- [ACTIVITY] Report back each line of the data that contains the word "ceiling".

- [DATA SUPPLIED]
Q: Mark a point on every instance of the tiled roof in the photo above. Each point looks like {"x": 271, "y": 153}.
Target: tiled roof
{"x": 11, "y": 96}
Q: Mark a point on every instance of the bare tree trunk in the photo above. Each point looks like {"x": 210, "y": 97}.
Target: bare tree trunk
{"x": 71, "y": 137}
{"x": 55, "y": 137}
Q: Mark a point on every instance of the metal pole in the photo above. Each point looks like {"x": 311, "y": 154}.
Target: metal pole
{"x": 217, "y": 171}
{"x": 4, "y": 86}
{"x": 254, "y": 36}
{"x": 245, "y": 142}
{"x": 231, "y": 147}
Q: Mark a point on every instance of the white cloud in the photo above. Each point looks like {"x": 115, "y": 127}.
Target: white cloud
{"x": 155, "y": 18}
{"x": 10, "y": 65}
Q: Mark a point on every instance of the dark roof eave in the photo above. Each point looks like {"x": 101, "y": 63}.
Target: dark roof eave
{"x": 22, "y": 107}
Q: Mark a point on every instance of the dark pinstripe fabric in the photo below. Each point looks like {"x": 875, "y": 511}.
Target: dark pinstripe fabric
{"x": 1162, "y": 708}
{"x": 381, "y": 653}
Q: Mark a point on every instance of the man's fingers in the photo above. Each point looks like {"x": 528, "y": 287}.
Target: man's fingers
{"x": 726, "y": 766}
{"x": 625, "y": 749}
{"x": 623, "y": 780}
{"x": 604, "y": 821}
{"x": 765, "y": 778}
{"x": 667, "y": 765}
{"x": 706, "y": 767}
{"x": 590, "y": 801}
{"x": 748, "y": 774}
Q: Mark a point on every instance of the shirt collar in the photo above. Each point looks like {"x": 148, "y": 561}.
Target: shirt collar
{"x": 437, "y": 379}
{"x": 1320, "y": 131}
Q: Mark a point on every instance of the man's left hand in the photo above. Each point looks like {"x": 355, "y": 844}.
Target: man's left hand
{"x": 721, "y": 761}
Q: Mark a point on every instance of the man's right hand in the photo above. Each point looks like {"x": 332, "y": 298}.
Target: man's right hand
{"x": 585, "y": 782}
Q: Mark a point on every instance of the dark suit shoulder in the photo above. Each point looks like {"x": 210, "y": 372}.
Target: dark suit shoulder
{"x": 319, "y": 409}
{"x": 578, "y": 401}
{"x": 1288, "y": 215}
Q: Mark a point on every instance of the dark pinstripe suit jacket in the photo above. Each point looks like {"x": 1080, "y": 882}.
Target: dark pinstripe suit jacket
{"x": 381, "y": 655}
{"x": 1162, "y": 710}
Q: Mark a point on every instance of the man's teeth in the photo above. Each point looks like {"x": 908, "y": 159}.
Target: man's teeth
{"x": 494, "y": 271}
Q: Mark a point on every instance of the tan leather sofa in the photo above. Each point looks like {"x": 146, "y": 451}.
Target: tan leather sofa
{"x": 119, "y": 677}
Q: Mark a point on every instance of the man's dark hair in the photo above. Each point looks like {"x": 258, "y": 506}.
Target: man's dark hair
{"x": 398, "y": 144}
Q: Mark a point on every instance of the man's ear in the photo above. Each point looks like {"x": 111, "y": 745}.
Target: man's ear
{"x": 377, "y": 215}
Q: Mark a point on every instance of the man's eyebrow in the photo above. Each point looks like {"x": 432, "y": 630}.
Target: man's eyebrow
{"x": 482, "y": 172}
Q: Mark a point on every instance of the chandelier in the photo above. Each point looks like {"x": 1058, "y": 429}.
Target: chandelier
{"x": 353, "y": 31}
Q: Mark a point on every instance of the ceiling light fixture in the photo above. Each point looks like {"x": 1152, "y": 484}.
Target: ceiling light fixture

- [EXERCISE RESULT]
Q: Mark a point on every instance of the ceiling light fixture in the photo above. Each point looks like {"x": 1152, "y": 484}.
Target: ceiling light fixture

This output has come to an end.